This really resonates with me as I have often 2-3 books on a particular
subject that I will quickly skim through to find the one that I want to spend
more time studying.

------
madhouse
I found that reading good books helps a ton. Dry, purely technical books are
no good to me: I put them down at most halfway through, because I forgot how
it all started.

A good book will keep me amazed from the first page to the last, even if it's
a programming book (FYI, Learn You a Haskell for Great Good is such a book -
wish all of them were of the same quality), and I won't find it hard to
remember what I read a day before. When the author makes the book interesting,
I found that it sticks to me much more easily.

So, find good books, that are a joy to read, and you'll have a much easier
time absorbing their content ;)

------
pdenya
In general I'm not sure but for programming specifically it should help to do
the book example and then code your own similar example. Save it in a folder
where you can easily look stuff up if you forget it.

Most IDE's also have a clips feature or something similar that may work well
for code storage.

__Data lines__.
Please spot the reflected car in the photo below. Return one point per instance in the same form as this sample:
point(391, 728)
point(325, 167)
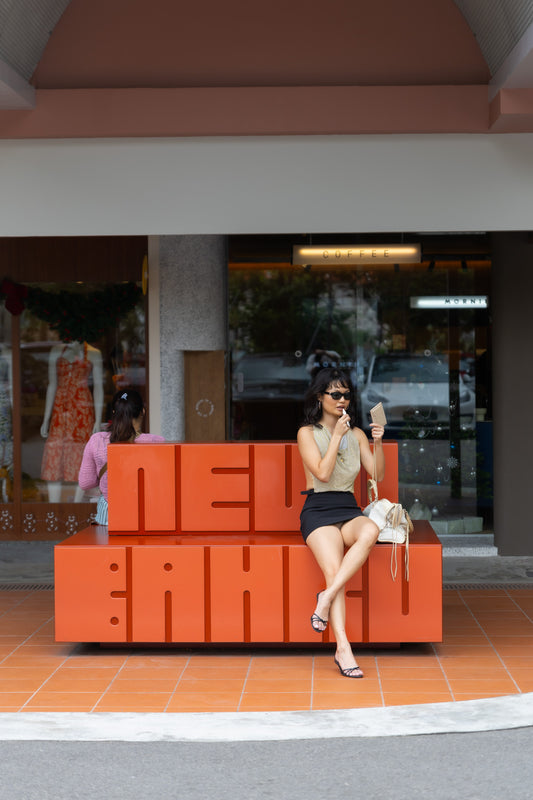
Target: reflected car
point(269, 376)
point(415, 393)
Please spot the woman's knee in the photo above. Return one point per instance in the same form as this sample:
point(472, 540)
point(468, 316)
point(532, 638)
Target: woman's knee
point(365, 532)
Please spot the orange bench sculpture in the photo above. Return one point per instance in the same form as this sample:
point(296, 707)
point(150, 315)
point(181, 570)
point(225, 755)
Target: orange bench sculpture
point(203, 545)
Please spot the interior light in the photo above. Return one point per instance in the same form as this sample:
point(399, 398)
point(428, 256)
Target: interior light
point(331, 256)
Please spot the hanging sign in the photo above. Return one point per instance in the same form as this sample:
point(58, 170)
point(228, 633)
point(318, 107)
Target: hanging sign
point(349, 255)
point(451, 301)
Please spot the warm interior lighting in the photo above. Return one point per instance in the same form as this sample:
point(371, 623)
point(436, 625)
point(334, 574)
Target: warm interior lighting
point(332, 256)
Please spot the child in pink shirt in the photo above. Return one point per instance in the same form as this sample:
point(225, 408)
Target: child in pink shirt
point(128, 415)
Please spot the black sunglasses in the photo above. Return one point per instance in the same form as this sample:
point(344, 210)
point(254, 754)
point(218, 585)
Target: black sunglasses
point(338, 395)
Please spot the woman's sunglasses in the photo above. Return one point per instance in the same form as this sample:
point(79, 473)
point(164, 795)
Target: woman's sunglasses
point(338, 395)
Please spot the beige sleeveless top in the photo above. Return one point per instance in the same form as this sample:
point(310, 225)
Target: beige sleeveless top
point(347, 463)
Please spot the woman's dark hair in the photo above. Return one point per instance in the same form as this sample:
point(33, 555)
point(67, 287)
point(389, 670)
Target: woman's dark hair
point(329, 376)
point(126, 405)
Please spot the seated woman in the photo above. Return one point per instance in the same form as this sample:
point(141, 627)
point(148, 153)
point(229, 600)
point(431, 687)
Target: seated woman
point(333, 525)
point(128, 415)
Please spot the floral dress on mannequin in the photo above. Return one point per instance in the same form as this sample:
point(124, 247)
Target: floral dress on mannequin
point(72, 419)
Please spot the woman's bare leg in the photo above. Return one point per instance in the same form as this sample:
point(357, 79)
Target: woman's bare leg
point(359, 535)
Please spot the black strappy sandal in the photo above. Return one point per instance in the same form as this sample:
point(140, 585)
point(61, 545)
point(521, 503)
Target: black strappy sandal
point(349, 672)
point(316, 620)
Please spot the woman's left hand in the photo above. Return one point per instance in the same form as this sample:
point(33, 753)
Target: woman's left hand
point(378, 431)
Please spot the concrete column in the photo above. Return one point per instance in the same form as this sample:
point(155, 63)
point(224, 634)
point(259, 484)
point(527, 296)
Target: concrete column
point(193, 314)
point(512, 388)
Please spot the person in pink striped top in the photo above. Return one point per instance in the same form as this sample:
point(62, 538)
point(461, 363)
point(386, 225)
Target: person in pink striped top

==

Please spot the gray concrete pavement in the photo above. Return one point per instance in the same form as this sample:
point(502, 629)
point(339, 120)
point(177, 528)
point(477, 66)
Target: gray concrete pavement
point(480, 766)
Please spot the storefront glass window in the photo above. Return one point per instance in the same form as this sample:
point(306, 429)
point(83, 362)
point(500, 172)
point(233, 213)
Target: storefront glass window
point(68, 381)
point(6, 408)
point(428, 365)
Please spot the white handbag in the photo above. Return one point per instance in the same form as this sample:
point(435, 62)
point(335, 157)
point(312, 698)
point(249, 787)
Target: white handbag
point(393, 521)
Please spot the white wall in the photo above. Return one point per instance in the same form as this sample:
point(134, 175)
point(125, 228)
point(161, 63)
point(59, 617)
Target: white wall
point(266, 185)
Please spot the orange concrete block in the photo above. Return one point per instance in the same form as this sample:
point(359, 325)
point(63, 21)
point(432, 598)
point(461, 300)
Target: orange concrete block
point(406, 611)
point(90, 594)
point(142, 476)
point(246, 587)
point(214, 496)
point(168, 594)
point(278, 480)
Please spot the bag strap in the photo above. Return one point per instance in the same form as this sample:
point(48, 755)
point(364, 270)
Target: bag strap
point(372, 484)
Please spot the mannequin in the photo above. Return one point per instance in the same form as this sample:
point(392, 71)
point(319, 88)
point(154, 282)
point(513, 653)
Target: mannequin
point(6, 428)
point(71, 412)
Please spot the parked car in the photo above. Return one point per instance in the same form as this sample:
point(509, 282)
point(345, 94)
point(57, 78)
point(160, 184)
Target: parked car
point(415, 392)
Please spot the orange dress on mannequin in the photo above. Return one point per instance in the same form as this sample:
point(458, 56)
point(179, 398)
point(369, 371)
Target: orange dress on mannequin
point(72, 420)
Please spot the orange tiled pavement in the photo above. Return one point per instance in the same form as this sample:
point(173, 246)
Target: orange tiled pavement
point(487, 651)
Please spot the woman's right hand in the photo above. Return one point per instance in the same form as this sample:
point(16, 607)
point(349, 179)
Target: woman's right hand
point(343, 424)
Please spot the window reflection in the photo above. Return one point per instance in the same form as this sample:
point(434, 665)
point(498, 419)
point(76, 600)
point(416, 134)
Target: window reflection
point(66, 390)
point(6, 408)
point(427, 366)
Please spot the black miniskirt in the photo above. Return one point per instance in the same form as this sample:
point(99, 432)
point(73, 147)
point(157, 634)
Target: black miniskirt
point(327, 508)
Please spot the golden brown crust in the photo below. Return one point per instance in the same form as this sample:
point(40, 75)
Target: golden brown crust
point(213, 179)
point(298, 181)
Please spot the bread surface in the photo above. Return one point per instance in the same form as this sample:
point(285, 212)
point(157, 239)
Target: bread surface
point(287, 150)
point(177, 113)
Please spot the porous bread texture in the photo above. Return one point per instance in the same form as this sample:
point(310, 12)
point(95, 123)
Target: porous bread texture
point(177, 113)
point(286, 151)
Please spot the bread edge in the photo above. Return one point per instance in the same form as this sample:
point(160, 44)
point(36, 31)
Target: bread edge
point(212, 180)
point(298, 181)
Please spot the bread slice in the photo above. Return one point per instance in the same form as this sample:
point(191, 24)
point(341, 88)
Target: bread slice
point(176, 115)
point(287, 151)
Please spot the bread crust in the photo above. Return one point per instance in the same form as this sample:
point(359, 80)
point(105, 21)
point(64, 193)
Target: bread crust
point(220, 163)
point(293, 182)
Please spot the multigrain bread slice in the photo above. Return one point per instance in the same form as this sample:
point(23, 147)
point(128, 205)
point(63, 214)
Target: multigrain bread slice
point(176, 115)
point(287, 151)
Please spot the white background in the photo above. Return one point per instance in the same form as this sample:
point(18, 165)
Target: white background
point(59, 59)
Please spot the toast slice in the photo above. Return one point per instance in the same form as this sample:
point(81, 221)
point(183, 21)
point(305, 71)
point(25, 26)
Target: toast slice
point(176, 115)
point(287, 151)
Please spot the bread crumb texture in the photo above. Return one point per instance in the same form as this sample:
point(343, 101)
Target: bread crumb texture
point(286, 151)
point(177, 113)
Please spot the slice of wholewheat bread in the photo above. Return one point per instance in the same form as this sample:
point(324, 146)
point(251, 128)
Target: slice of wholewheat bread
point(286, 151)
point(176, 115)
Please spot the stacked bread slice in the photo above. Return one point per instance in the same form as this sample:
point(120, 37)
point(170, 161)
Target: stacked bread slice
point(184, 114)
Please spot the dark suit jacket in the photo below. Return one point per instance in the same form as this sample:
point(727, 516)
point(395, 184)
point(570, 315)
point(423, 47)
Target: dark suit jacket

__Brief A__.
Answer these questions from the forum thread:
(i) How many books on a particular subject does the first commenter often have?
(ii) Which programming book does madhouse name as a good one?
(iii) What IDE feature does pdenya say may work well for code storage?
__Brief B__. Repeat the stretch of the forum thread from "This really resonates" through "more time studying.".
__Brief C__. List every action that pdenya's first paragraph in the forum thread recommends for learning programming from a book.
The data are unrelated to the forum thread.

__Task output A__.
(i) 2-3 books
(ii) Learn You a Haskell for Great Good
(iii) A clips feature or something similar

__Task output B__.
This really resonates with me as I have often 2-3 books on a particular
subject that I will quickly skim through to find the one that I want to spend
more time studying.

__Task output C__.
- Do the book example.
- Code your own similar example.
- Save it in a folder where you can easily look stuff up if you forget it.